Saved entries
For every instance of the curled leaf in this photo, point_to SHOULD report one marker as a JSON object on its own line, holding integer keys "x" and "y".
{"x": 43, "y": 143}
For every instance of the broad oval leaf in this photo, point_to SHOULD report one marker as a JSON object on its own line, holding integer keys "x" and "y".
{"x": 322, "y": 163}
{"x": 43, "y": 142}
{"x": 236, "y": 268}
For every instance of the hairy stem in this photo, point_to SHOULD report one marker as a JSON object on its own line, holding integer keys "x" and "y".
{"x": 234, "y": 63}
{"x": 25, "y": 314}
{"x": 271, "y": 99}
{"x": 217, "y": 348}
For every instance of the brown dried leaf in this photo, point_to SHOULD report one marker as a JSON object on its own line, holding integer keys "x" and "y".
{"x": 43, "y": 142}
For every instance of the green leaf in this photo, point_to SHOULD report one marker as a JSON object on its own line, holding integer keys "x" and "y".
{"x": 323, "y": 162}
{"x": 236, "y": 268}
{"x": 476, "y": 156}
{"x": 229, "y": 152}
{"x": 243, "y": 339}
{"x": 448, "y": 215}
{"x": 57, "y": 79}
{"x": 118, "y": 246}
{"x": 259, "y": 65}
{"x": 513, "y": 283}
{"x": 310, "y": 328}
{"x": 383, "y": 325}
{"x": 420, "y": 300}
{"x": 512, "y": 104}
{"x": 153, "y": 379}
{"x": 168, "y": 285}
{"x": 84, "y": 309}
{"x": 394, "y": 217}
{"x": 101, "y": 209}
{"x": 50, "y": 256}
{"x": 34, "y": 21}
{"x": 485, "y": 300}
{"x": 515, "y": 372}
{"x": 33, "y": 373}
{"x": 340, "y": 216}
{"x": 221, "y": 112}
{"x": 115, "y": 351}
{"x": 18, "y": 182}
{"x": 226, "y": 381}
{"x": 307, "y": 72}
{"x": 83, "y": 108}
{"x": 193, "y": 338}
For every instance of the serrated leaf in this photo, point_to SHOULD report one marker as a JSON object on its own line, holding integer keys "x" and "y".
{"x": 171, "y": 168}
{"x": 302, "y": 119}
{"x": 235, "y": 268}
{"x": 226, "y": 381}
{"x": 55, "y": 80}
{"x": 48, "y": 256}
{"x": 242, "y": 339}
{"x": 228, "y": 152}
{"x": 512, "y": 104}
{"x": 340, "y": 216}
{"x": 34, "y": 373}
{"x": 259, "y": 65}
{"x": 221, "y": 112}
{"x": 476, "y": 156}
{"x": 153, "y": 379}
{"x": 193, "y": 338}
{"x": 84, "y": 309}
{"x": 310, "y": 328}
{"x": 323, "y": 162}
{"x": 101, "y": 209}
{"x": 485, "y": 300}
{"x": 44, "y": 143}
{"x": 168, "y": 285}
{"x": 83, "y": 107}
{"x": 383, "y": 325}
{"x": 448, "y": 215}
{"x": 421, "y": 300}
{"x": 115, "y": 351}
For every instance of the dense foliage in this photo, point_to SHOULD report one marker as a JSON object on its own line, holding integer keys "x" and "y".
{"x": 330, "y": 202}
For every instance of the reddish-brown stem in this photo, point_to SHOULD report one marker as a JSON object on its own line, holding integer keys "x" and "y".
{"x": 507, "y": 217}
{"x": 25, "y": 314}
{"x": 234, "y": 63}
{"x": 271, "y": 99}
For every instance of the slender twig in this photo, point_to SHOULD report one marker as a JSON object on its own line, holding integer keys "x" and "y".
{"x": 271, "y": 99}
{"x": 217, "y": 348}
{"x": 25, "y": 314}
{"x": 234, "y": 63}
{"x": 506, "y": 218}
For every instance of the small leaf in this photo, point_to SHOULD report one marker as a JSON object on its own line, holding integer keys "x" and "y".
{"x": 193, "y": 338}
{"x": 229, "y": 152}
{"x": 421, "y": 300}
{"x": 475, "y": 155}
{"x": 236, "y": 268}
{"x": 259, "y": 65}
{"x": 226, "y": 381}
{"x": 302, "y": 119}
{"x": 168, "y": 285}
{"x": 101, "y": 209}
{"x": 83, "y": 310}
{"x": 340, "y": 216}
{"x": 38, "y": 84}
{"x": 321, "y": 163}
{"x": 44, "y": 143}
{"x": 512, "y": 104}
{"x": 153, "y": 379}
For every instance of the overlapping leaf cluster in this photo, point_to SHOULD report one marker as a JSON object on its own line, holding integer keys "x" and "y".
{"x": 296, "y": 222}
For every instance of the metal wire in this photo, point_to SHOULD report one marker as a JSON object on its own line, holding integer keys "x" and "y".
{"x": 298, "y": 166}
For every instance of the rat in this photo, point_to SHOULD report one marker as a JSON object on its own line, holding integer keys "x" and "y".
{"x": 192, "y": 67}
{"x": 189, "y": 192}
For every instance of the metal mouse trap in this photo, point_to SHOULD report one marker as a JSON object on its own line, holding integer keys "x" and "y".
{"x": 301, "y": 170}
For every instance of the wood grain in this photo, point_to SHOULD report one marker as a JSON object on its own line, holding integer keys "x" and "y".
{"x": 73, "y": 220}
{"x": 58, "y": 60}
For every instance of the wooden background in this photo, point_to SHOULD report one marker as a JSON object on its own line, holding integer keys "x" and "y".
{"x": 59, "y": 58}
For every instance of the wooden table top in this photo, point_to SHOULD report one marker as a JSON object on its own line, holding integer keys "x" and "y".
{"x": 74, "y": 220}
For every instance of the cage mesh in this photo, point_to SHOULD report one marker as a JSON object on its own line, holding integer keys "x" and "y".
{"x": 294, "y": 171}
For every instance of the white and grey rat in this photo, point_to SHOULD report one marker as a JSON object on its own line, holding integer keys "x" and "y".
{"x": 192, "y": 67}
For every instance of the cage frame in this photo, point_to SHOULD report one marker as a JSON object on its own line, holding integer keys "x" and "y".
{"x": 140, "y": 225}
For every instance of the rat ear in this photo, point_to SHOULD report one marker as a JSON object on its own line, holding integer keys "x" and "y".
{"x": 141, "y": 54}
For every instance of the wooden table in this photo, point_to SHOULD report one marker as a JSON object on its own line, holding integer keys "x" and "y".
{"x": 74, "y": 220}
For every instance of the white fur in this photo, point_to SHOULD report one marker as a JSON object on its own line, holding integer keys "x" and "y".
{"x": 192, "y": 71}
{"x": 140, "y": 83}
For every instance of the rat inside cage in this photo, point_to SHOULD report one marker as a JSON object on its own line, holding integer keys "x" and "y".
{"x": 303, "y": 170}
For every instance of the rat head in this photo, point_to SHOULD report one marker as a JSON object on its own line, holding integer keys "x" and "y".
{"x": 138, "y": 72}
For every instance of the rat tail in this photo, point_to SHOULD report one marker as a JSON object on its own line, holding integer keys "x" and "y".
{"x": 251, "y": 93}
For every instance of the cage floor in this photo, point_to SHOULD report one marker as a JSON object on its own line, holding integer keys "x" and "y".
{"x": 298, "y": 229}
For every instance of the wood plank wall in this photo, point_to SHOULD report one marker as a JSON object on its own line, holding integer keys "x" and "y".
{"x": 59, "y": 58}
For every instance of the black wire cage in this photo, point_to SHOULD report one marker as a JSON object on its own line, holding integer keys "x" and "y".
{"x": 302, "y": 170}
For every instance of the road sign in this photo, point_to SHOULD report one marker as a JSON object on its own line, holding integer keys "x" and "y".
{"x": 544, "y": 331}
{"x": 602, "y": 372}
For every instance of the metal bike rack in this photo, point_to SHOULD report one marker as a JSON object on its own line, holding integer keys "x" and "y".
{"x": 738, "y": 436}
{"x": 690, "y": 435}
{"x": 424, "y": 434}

> What is needed
Reproduce the full set of entries above exactly, without dropping a line.

> Exercise solution
For every instance of the curled leaf in this photo, point_to SHOULD report one marker as a JSON object on its own line, holding integer keys "x" and "y".
{"x": 43, "y": 143}
For every instance of the broad oval leaf in this photo, point_to SHOULD report one marker as a JSON object on its own line, holding integer keys "x" and "y".
{"x": 322, "y": 163}
{"x": 43, "y": 142}
{"x": 236, "y": 268}
For every instance of the hairy stem in this photo, point_to SHOULD report one marker as a JSON object on its own line, holding integer keys "x" and "y".
{"x": 234, "y": 63}
{"x": 25, "y": 314}
{"x": 271, "y": 99}
{"x": 217, "y": 348}
For every instance of the brown dried leaf in this photo, point_to SHOULD report one marker as a JSON object on its own line, holding integer keys "x" and "y".
{"x": 43, "y": 142}
For every instance of the green leaf in this photo, point_to SHOULD report one marker as a JSON object on its own line, holding integer keys "x" and "y".
{"x": 323, "y": 162}
{"x": 236, "y": 268}
{"x": 476, "y": 156}
{"x": 229, "y": 152}
{"x": 243, "y": 339}
{"x": 448, "y": 215}
{"x": 57, "y": 79}
{"x": 118, "y": 246}
{"x": 259, "y": 65}
{"x": 513, "y": 283}
{"x": 310, "y": 328}
{"x": 383, "y": 325}
{"x": 420, "y": 300}
{"x": 512, "y": 104}
{"x": 153, "y": 379}
{"x": 168, "y": 285}
{"x": 84, "y": 309}
{"x": 394, "y": 217}
{"x": 101, "y": 209}
{"x": 50, "y": 256}
{"x": 34, "y": 21}
{"x": 485, "y": 300}
{"x": 515, "y": 372}
{"x": 33, "y": 373}
{"x": 340, "y": 216}
{"x": 221, "y": 112}
{"x": 115, "y": 351}
{"x": 18, "y": 182}
{"x": 226, "y": 381}
{"x": 307, "y": 72}
{"x": 83, "y": 108}
{"x": 193, "y": 338}
For every instance of the serrated leaf in this photo, point_to SHOULD report one marker as a JSON object on its own line, holding integer keys "x" and "y".
{"x": 171, "y": 168}
{"x": 302, "y": 119}
{"x": 235, "y": 268}
{"x": 226, "y": 381}
{"x": 55, "y": 80}
{"x": 48, "y": 256}
{"x": 242, "y": 339}
{"x": 228, "y": 152}
{"x": 512, "y": 104}
{"x": 340, "y": 216}
{"x": 34, "y": 373}
{"x": 259, "y": 65}
{"x": 221, "y": 112}
{"x": 476, "y": 156}
{"x": 153, "y": 379}
{"x": 193, "y": 338}
{"x": 84, "y": 309}
{"x": 310, "y": 328}
{"x": 323, "y": 162}
{"x": 101, "y": 209}
{"x": 485, "y": 300}
{"x": 44, "y": 143}
{"x": 168, "y": 285}
{"x": 83, "y": 107}
{"x": 383, "y": 325}
{"x": 448, "y": 215}
{"x": 421, "y": 300}
{"x": 115, "y": 351}
For every instance of the dense foliage in this photo, point_to SHOULD report one marker as a JSON object on its own line, holding integer keys "x" and "y".
{"x": 330, "y": 202}
For every instance of the reddish-brown stem in this photo, point_to SHOULD report one marker as a JSON object on its own line, holding integer keys "x" and "y".
{"x": 507, "y": 217}
{"x": 25, "y": 314}
{"x": 234, "y": 63}
{"x": 271, "y": 99}
For every instance of the slender twig in this photo, point_to SHOULD report one marker as a JSON object on its own line, holding integer keys "x" and "y".
{"x": 271, "y": 99}
{"x": 217, "y": 348}
{"x": 25, "y": 314}
{"x": 234, "y": 63}
{"x": 506, "y": 218}
For every instance of the small leaf in this photo, point_to SHOULD report one marker as a JSON object on its own line, holding integer keys "x" and "y".
{"x": 193, "y": 338}
{"x": 229, "y": 152}
{"x": 421, "y": 300}
{"x": 475, "y": 155}
{"x": 236, "y": 268}
{"x": 259, "y": 65}
{"x": 226, "y": 381}
{"x": 302, "y": 119}
{"x": 168, "y": 285}
{"x": 101, "y": 209}
{"x": 83, "y": 310}
{"x": 340, "y": 216}
{"x": 38, "y": 84}
{"x": 321, "y": 163}
{"x": 44, "y": 143}
{"x": 512, "y": 104}
{"x": 153, "y": 379}
For every instance of the overlapping leaf cluster in this photo, point_to SHOULD report one marker as a JSON object on its own line, holding integer keys "x" and "y".
{"x": 296, "y": 222}
For every instance of the metal wire in this photo, point_to SHOULD report one marker as a JSON object on its own line, holding integer keys "x" and "y".
{"x": 298, "y": 166}
For every instance of the rat in this photo, point_to SHOULD report one marker as a JSON object on its own line, holding integer keys "x" and "y".
{"x": 192, "y": 67}
{"x": 189, "y": 192}
For every instance of the metal mouse trap in this photo, point_to SHOULD report one marker as a JSON object on its own line, holding integer keys "x" and "y".
{"x": 301, "y": 170}
For every instance of the wood grain in this photo, point_to SHOULD report one marker as a JSON object on its own line, holding integer keys "x" and "y".
{"x": 73, "y": 220}
{"x": 58, "y": 60}
For every instance of the wooden background in this photo, point_to SHOULD report one marker as a JSON object on its own line, holding integer keys "x" and "y".
{"x": 59, "y": 58}
For every instance of the wooden table top in this photo, point_to SHOULD report one marker as a JSON object on its own line, holding integer keys "x" and "y".
{"x": 74, "y": 220}
For every instance of the cage mesh in this photo, point_to SHOULD report one marker as a JSON object on its own line, holding integer keys "x" and "y".
{"x": 294, "y": 171}
For every instance of the white and grey rat in this photo, point_to SHOULD report one marker as a JSON object on its own line, holding integer keys "x" and "y".
{"x": 192, "y": 67}
For every instance of the cage frame in this photo, point_to SHOULD report one marker as a JSON object on its own line, holding integer keys "x" and "y".
{"x": 140, "y": 225}
For every instance of the rat ear in this photo, point_to SHOULD report one marker as a JSON object on its own line, holding integer keys "x" and "y".
{"x": 141, "y": 54}
For every instance of the wooden table in this photo, point_to SHOULD report one marker as a JSON object on its own line, holding integer keys "x" and "y".
{"x": 74, "y": 220}
For every instance of the white fur in this photo, point_to SHOULD report one marker as a JSON object on its own line, holding integer keys "x" and "y".
{"x": 192, "y": 71}
{"x": 140, "y": 83}
For every instance of the rat inside cage in this photo, point_to SHOULD report one marker as a JSON object on its own line, holding integer keys "x" and "y".
{"x": 303, "y": 170}
For every instance of the rat head in this photo, point_to SHOULD report one marker as a JSON object on its own line, holding integer keys "x" and "y".
{"x": 138, "y": 72}
For every instance of the rat tail in this photo, point_to SHOULD report one marker as a JSON object on its own line, holding integer keys "x" and "y".
{"x": 251, "y": 93}
For every instance of the cage floor in this photo, point_to SHOULD report one marker as a JSON object on its own line, holding integer keys "x" and "y".
{"x": 298, "y": 229}
For every instance of the wood plank wall in this photo, point_to SHOULD report one marker as a JSON object on its own line, holding integer keys "x" and "y".
{"x": 59, "y": 58}
For every instance of the black wire cage in this photo, point_to SHOULD report one marker as a JSON object on its own line, holding integer keys "x" and "y".
{"x": 302, "y": 170}
For every instance of the road sign in this photo, point_to SHOULD report one marker as a JSON object on its own line, holding integer keys "x" and "y".
{"x": 544, "y": 331}
{"x": 602, "y": 372}
For every instance of the metal bike rack in this photo, point_to SHOULD report one marker as a JSON object on its own line, holding integer keys "x" and "y".
{"x": 738, "y": 436}
{"x": 690, "y": 435}
{"x": 424, "y": 434}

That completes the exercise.